Your task -> Each line below that contains the word "front" must be copied.

=-=-=-=-=

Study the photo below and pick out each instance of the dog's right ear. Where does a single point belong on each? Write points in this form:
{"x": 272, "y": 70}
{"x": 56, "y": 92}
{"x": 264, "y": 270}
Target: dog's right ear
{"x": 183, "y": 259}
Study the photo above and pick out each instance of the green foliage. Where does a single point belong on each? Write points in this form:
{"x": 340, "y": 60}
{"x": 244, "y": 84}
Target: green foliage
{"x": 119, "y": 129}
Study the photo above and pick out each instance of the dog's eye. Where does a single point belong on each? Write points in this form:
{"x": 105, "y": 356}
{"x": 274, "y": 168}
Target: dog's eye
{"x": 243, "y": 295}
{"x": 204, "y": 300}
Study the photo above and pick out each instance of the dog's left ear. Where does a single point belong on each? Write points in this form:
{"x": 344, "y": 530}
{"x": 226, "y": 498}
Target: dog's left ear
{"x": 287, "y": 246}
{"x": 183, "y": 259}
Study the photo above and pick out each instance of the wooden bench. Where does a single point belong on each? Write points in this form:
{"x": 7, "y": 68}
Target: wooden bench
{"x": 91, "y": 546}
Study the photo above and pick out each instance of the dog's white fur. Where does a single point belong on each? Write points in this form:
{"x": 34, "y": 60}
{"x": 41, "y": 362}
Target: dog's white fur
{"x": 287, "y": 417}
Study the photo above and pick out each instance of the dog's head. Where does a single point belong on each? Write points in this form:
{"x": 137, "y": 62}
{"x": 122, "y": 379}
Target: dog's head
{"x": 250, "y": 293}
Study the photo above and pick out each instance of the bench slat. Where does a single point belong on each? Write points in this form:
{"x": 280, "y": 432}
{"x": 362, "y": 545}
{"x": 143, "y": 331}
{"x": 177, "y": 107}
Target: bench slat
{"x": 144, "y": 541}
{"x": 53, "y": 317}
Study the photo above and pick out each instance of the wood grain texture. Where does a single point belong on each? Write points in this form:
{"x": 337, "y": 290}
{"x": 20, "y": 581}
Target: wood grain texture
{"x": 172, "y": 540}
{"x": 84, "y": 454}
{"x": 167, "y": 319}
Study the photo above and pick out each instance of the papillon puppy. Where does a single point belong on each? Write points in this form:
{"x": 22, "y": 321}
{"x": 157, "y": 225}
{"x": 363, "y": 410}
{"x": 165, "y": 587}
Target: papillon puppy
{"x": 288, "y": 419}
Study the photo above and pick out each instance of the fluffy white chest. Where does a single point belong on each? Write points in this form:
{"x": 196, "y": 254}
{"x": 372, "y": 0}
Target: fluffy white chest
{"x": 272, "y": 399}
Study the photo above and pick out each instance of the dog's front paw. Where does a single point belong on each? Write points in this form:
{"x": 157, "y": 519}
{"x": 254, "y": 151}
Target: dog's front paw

=-=-=-=-=

Reply to the task ->
Study the photo above and pick out each instance of the dog's front paw. Where does a single point belong on each? Write points in this form:
Target: dog's front paw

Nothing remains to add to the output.